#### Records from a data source
-*-*-

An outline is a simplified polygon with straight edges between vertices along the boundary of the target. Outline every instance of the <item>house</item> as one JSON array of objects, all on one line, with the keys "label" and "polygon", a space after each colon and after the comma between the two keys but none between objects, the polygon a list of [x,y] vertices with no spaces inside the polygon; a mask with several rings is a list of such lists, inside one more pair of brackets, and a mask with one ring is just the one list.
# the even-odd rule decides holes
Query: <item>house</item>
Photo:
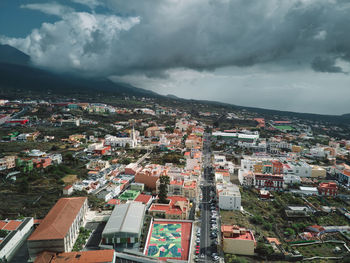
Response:
[{"label": "house", "polygon": [[133,201],[136,199],[136,197],[140,194],[139,191],[133,191],[133,190],[126,190],[124,193],[122,193],[120,196],[119,196],[119,199],[120,201]]},{"label": "house", "polygon": [[161,134],[161,131],[157,126],[149,127],[145,130],[145,137],[147,138],[160,137],[160,134]]},{"label": "house", "polygon": [[34,219],[32,217],[27,217],[23,220],[0,220],[0,231],[5,233],[5,235],[0,237],[1,262],[11,261],[12,256],[15,255],[21,243],[26,240],[33,225]]},{"label": "house", "polygon": [[338,186],[335,182],[320,183],[317,190],[320,195],[325,196],[336,196],[338,194]]},{"label": "house", "polygon": [[34,263],[115,263],[116,252],[114,249],[91,250],[79,252],[42,252]]},{"label": "house", "polygon": [[282,190],[284,180],[282,174],[254,174],[255,187],[269,190]]},{"label": "house", "polygon": [[271,196],[269,191],[263,190],[263,189],[260,190],[259,194],[260,194],[260,198],[262,199],[269,199]]},{"label": "house", "polygon": [[138,145],[138,140],[136,138],[136,132],[133,129],[130,132],[129,137],[116,137],[112,135],[105,136],[105,145],[109,145],[111,147],[127,147],[135,148]]},{"label": "house", "polygon": [[230,173],[228,171],[228,169],[216,169],[215,170],[215,181],[216,182],[226,182],[229,183],[230,182]]},{"label": "house", "polygon": [[325,179],[327,172],[326,169],[318,166],[318,165],[311,165],[311,177],[312,178],[322,178]]},{"label": "house", "polygon": [[124,173],[129,175],[135,175],[141,170],[142,167],[138,166],[137,163],[129,163],[127,166],[125,166]]},{"label": "house", "polygon": [[186,197],[168,196],[168,200],[168,204],[153,203],[149,209],[149,213],[157,218],[188,219],[190,202]]},{"label": "house", "polygon": [[151,190],[156,190],[159,176],[167,175],[168,168],[162,165],[146,165],[141,171],[135,174],[135,182],[143,183]]},{"label": "house", "polygon": [[72,185],[67,185],[63,188],[63,195],[71,195],[74,192],[74,188]]},{"label": "house", "polygon": [[145,195],[145,194],[139,194],[135,200],[135,202],[141,202],[144,205],[146,205],[147,208],[150,207],[151,203],[152,203],[152,196],[151,195]]},{"label": "house", "polygon": [[27,241],[29,257],[43,251],[69,252],[85,223],[87,197],[61,198],[51,208]]},{"label": "house", "polygon": [[235,184],[217,184],[216,189],[219,196],[219,208],[223,210],[240,210],[241,193]]},{"label": "house", "polygon": [[198,194],[197,180],[185,179],[183,184],[183,195],[190,200]]},{"label": "house", "polygon": [[140,202],[117,205],[102,232],[101,247],[123,248],[140,242],[146,206]]},{"label": "house", "polygon": [[130,190],[143,192],[144,189],[145,189],[145,185],[142,183],[131,183],[130,184]]},{"label": "house", "polygon": [[221,233],[224,253],[254,255],[256,241],[252,231],[236,225],[222,225]]},{"label": "house", "polygon": [[16,167],[16,156],[5,156],[0,158],[0,171]]}]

-*-*-

#### STATED GOAL
Write the entries above out again exactly, but not the pictures.

#### REPLY
An outline is a simplified polygon with straight edges between vertices along the boundary of the target. Outline every instance of the <item>house</item> as one JSON array of objects, all on one line, with the keys "label" and "polygon", a space after each colon and after the comma between the two keys but none between objects, the polygon a list of [x,y] vertices with no spaces inside the polygon; a mask with several rings is a list of such lists, inside one more pair of brackets, and a mask with one ring is just the one list.
# the even-odd rule decides holes
Query: <item>house</item>
Photo:
Response:
[{"label": "house", "polygon": [[133,201],[136,199],[136,197],[140,194],[139,191],[133,191],[133,190],[126,190],[124,193],[122,193],[120,196],[119,196],[119,199],[120,201]]},{"label": "house", "polygon": [[161,134],[161,131],[157,126],[149,127],[145,130],[145,137],[147,138],[160,137],[160,134]]},{"label": "house", "polygon": [[34,219],[32,217],[27,217],[23,220],[0,220],[0,231],[5,233],[5,235],[0,237],[1,262],[11,261],[12,256],[15,255],[21,243],[26,240],[33,225]]},{"label": "house", "polygon": [[338,186],[335,182],[320,183],[317,190],[320,195],[325,196],[336,196],[338,194]]},{"label": "house", "polygon": [[34,263],[115,263],[116,252],[114,249],[91,250],[79,252],[42,252]]},{"label": "house", "polygon": [[282,190],[284,180],[282,174],[254,174],[255,187],[269,190]]},{"label": "house", "polygon": [[271,196],[269,191],[263,190],[263,189],[260,190],[259,194],[260,194],[260,198],[262,199],[269,199]]},{"label": "house", "polygon": [[138,145],[138,140],[136,138],[136,132],[133,129],[130,132],[129,137],[116,137],[112,135],[105,136],[105,145],[109,145],[111,147],[127,147],[135,148]]},{"label": "house", "polygon": [[230,173],[228,171],[228,169],[216,169],[215,170],[215,181],[216,182],[226,182],[229,183],[230,182]]},{"label": "house", "polygon": [[325,179],[327,172],[326,169],[318,166],[318,165],[311,165],[311,177],[312,178],[322,178]]},{"label": "house", "polygon": [[124,173],[129,175],[135,175],[141,170],[142,167],[138,166],[137,163],[129,163],[127,166],[125,166]]},{"label": "house", "polygon": [[186,197],[168,196],[168,200],[168,204],[153,203],[149,209],[149,213],[157,218],[188,219],[190,202]]},{"label": "house", "polygon": [[151,190],[156,190],[159,176],[167,175],[168,168],[162,165],[146,165],[141,171],[135,174],[135,182],[143,183]]},{"label": "house", "polygon": [[72,185],[67,185],[63,188],[63,195],[71,195],[74,192],[74,188]]},{"label": "house", "polygon": [[145,195],[145,194],[139,194],[135,200],[135,202],[141,202],[144,205],[146,205],[147,208],[150,207],[151,203],[152,203],[152,196],[151,195]]},{"label": "house", "polygon": [[27,241],[29,257],[43,251],[69,252],[85,223],[87,197],[61,198],[51,208]]},{"label": "house", "polygon": [[235,184],[217,184],[216,189],[219,196],[219,208],[223,210],[240,210],[241,193]]},{"label": "house", "polygon": [[198,194],[197,180],[185,179],[183,184],[183,195],[190,200]]},{"label": "house", "polygon": [[140,202],[117,205],[102,232],[101,247],[123,248],[140,242],[146,206]]},{"label": "house", "polygon": [[130,190],[143,192],[144,189],[145,189],[145,185],[142,183],[131,183],[130,184]]},{"label": "house", "polygon": [[221,233],[224,253],[254,255],[256,241],[252,231],[236,225],[222,225]]},{"label": "house", "polygon": [[16,167],[16,156],[5,156],[0,158],[0,171]]}]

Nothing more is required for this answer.